__Task set__:
A. List the countries that the blog excerpt says the Bear Swap cards came from.
B. Answer these questions using the blog excerpt:
(i) What percentage of all polar bears live in Canada?
(ii) Between which places does the Western Tanager migrate?
(iii) For about how long did the writer watch the students interact with the banana slug?
C. Reproduce the stretch of the blog excerpt from "Saturday, 21 September" through "porpoises, and whales.".

__Extract__:
──────
I hosted a Bear Swap - Beautiful Bears of the World on and am currently working on an Animals of the Alphabet project (currently on G).

Swap Gallery for the Bear Swap:

ATCs by smallgirl, blueeyedlady76, deer blossom, Marryth, crisbear, GwennieJo, ferretgirl,  Jewels,  Tandy, donnacr, Sarnie, Elena, and spineofafish.
Cards were from Canada, USA, England, and Indonesia

Saturday, 21 September 2013

Weekly Bear-Polar Bear Pair

Finally a new Weekly Bear! This ATC is a collage made from mostly recycled materials: paper from a card, bear pictures cut from my stationary, and the "True North" words from my old agenda. If you'd like to trade, it is available in my gallery on

Polar Bear Facts:
  • Their reliance on Arctic sea ice makes them "marine mammals." This designation is usually used for animals like seals, porpoises, and whales.
  • 60% of all polar bears live in Canada
  • They are genetically close to grizzly bears, and due to climate change, interbreeding may become a reality. At least two "pizzlies" have been documented in Canada
  • They are threatened by climate change, due to the shrinking of sea ice
Help polar bears by conserving energy, taking your bike, and spending lots of time outdoors, rather than online reading this blog! :)

Wednesday, 11 September 2013

Back Again

Hello. I am back again in Teddy Forest. Had a busy summer and am now feeling a bit blaugh. Here are some things from summer.

Blue Bear for a swap on
Watercolour by smallgirl
Said it once and I'll say it again, I wish I was that little raccoon
"Campfire Friends" ATC by smallgirl
Hope I start to feel like this again soon.
Dancing in the Rain, atc by smallgirl

Have a Happy Wednesday!!

Friday, 19 July 2013

Summertime "Crops" in Teddy Forest

Here are some little crops from Teddy Forest...
The bears want to make these into preserves, but there are only enough to enjoy now.

The bears turn their noses up at green vegetables like kale, but love to eat swamp lanterns.



Sunday, 30 June 2013

West Coast Creature Feature- The Breathtaking Western Tanager

Male Western Tanager by Smallgirl

This flashy bird migrates between Mexico, Costa Rica, and the West Coast. This year, we were lucky enough to have this beauty visit our garden for a few days.

Tuesday, 25 June 2013

Another Weekly Bear...and some bees.

"Oh Bother! Bees!" by smallgirl
I realize that my Teddy Forest posts are getting a little sporadic, and this trend may get worse as I am teaching this summer. However, here is another Weekly Bear, created for the My Sweet Honey Bees swap on

The rest of the cards in the set are bee themed.
Queen Bee by smallgirl
Fraser Valley Honey by smallgirl
Tricoloured bumblebee by smallgirl

Have a berutiful 

Friday, 31 May 2013

West Coast Creature Feature-The Beautiful Banana Slug

On May 24, I spent about 20 minutes watching urban elementary school students interact with this banana slug. It was amazing, because half an hour before meeting the slug, the students were afraid to leave the path for fear of getting "dirty"
──────
__Material provided__:
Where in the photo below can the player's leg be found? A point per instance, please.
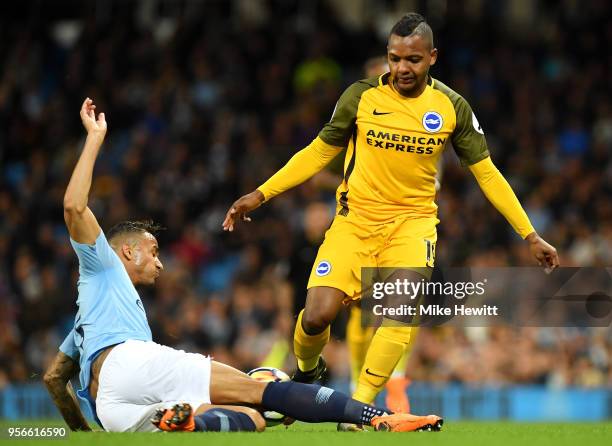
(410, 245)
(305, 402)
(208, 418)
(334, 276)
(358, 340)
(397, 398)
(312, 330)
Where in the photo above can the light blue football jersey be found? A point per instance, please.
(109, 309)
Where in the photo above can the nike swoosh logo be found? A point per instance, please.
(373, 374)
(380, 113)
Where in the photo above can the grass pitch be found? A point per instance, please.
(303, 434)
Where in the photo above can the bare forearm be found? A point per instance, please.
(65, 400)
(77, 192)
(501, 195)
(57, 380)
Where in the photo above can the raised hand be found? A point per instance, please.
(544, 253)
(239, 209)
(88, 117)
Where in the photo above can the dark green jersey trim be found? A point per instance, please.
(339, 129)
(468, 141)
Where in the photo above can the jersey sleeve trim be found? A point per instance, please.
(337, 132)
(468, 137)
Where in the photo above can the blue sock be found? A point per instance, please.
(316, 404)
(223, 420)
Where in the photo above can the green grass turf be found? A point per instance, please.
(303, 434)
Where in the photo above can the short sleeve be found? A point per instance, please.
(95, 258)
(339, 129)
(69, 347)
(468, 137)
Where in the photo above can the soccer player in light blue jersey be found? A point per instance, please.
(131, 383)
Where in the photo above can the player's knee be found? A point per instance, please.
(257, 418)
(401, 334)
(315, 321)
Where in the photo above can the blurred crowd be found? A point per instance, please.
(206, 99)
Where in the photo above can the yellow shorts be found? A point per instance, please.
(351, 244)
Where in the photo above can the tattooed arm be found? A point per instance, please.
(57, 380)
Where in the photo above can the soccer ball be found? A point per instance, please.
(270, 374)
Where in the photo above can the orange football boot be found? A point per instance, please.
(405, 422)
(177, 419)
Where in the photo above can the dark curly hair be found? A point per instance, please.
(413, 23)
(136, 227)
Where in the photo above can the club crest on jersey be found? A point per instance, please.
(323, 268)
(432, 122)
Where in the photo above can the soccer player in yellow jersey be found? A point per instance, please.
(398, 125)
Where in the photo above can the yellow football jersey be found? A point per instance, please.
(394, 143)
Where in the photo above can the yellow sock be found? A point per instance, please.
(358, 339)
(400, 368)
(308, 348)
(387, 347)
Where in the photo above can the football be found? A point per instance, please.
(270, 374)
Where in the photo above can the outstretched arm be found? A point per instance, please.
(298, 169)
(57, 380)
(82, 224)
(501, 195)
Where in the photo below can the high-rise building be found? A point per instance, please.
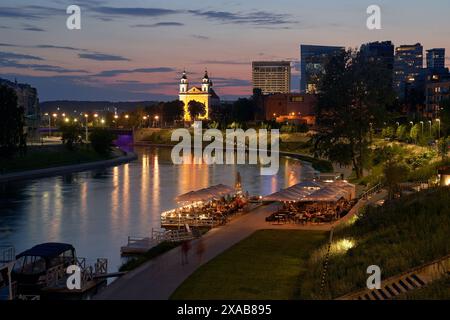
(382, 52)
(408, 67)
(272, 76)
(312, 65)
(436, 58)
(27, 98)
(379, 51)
──────
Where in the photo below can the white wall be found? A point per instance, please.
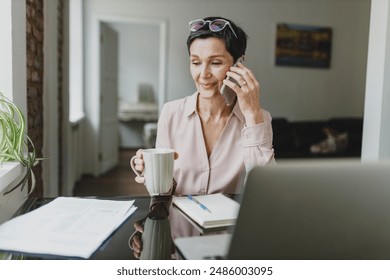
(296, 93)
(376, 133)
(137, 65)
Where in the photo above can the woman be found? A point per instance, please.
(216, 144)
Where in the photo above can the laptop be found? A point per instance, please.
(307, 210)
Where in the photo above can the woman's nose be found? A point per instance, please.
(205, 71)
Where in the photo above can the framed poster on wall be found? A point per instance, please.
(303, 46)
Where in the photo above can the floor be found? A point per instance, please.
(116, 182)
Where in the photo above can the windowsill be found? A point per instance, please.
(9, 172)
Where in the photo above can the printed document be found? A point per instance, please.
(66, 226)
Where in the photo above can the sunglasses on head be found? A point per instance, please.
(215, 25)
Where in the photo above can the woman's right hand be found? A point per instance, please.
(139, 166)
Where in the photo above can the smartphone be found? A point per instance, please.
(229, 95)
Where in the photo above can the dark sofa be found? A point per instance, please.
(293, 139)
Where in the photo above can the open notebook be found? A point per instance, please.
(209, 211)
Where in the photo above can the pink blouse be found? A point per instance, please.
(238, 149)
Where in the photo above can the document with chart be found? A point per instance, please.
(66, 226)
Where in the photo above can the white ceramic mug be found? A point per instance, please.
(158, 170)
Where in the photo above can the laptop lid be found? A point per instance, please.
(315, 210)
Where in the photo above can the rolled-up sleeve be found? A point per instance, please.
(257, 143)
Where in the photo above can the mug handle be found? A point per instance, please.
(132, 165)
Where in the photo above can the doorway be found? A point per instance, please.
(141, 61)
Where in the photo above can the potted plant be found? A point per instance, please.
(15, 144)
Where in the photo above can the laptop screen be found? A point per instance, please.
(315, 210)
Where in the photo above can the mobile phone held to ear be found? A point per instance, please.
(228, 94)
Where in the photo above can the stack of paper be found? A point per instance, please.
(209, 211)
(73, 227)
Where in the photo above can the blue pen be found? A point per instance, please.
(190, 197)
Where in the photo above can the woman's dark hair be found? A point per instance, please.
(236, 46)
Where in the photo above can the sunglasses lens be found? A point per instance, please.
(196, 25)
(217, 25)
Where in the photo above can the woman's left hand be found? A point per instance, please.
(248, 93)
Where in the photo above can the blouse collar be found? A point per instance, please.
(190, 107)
──────
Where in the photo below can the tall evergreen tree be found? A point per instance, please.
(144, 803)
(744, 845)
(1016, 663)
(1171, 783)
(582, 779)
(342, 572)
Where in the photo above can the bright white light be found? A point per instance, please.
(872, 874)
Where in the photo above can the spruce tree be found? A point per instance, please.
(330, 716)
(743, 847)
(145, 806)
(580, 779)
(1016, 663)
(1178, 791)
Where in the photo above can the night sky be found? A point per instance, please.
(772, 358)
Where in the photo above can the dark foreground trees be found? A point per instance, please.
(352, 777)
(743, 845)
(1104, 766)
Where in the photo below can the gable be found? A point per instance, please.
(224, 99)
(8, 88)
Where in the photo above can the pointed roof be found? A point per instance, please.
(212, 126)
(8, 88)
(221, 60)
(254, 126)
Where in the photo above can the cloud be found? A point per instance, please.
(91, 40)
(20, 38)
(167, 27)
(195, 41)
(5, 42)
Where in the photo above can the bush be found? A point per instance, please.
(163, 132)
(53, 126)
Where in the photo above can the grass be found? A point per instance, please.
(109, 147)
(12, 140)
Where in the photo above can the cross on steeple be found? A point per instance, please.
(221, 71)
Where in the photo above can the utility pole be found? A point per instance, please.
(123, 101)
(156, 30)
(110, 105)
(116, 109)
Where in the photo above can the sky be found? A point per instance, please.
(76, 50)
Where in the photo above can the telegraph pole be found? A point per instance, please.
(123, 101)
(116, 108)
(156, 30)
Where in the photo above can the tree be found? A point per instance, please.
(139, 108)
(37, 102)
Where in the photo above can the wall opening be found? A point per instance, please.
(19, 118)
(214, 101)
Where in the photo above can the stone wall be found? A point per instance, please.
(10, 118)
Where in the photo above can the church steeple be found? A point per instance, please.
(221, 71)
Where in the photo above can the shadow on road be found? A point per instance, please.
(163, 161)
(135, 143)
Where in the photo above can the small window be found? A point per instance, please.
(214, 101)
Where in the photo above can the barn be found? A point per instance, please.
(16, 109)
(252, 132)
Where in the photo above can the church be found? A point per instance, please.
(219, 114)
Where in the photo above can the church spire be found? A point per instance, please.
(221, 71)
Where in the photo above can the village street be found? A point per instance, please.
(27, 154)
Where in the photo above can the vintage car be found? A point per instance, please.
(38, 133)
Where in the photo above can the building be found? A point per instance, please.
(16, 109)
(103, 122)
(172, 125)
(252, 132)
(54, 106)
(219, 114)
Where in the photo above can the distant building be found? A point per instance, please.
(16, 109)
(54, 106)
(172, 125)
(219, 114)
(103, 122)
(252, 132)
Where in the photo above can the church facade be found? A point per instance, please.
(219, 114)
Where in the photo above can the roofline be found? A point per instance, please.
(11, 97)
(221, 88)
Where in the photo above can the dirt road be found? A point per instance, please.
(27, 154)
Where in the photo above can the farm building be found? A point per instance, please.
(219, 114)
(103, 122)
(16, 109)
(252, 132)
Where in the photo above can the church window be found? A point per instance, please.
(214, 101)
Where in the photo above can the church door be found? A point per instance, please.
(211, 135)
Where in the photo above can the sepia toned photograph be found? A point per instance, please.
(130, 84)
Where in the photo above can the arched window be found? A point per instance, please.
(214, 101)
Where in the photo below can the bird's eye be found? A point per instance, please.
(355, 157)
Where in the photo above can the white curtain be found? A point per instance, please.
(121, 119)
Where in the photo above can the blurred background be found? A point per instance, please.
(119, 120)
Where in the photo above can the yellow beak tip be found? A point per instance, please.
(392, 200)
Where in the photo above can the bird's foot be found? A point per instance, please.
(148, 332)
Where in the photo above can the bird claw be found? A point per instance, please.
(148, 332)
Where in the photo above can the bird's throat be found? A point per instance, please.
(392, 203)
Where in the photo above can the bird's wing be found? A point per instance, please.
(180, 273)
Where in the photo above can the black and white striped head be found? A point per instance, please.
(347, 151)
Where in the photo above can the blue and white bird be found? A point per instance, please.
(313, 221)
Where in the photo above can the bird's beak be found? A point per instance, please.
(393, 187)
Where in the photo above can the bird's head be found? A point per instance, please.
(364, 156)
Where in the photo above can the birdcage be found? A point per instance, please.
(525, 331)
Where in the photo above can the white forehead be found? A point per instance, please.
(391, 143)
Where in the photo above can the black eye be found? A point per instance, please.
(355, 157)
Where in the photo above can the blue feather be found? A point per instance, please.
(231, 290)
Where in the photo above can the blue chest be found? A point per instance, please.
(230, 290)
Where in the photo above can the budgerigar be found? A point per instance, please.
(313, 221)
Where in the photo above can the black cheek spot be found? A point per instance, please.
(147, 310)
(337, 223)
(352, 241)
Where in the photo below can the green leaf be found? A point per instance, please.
──────
__Numbered responses__:
A. Canada, USA, England, Indonesia

B.
(i) 60%
(ii) Mexico, Costa Rica, and the West Coast
(iii) About 20 minutes

C.
Saturday, 21 September 2013

Weekly Bear-Polar Bear Pair

Finally a new Weekly Bear! This ATC is a collage made from mostly recycled materials: paper from a card, bear pictures cut from my stationary, and the "True North" words from my old agenda. If you'd like to trade, it is available in my gallery on

Polar Bear Facts:
  • Their reliance on Arctic sea ice makes them "marine mammals." This designation is usually used for animals like seals, porpoises, and whales.